> **WHAT YOU HAVE TO DO**
Summarize the passage on how Lethbridge Biogas gets its raw materials in two sentences.

> **PASSAGE**
In addition to selecting the appropriate digestion technology and investigating ways to dispose of the byproducts, Hurlburt says lining up sources of raw materials has been among the biggest challenges to making the project a reality, and it has required a lot of patience among potential local suppliers.
“We had a bit of a ‘Field of Dreams’ ideology – if you build it, they will come,” says Hurlburt. “And that’s finally starting to happen. After approaching people for 13 years, they start to wonder if you are ever going to do what you say you are going to do.”
What’s helped Lethbridge Biogas secure consistent sources of raw material is that many of their suppliers like the idea of supplying their organic waste to a renewable green energy plant in a complete closed loop rather than, in some cases, taking it to a landfill.
Lethbridge Biogas has signed five-year agreements with its manure suppliers and does not pay for the raw material. It generally does charge a tipping fee for collection of inputs from commercial suppliers. The company uses a fleet of trucks to pick up the raw inputs and deliver the liquid byproduct from the digesters back to the dairy lagoons.

> **INFORMATION SUPPLIED**
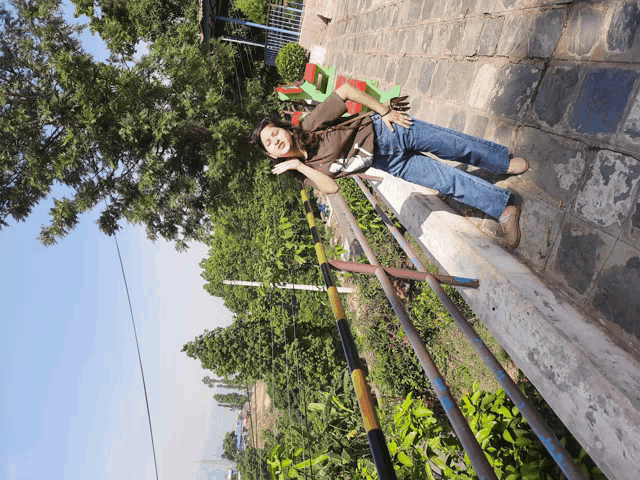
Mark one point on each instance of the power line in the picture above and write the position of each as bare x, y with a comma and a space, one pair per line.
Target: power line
146, 399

> **TASK RESULT**
Hurlburt says lining up sources of raw materials has been among the biggest challenges of the project and has taken a lot of patience from potential local suppliers, but after 13 years of approaching people, suppliers are finally starting to come. Many suppliers like sending their organic waste to a closed-loop renewable energy plant rather than a landfill, and Lethbridge Biogas has five-year agreements with manure suppliers, whom it does not pay, while it generally charges commercial suppliers a tipping fee and uses its trucks to collect inputs and return the liquid byproduct to the dairy lagoons.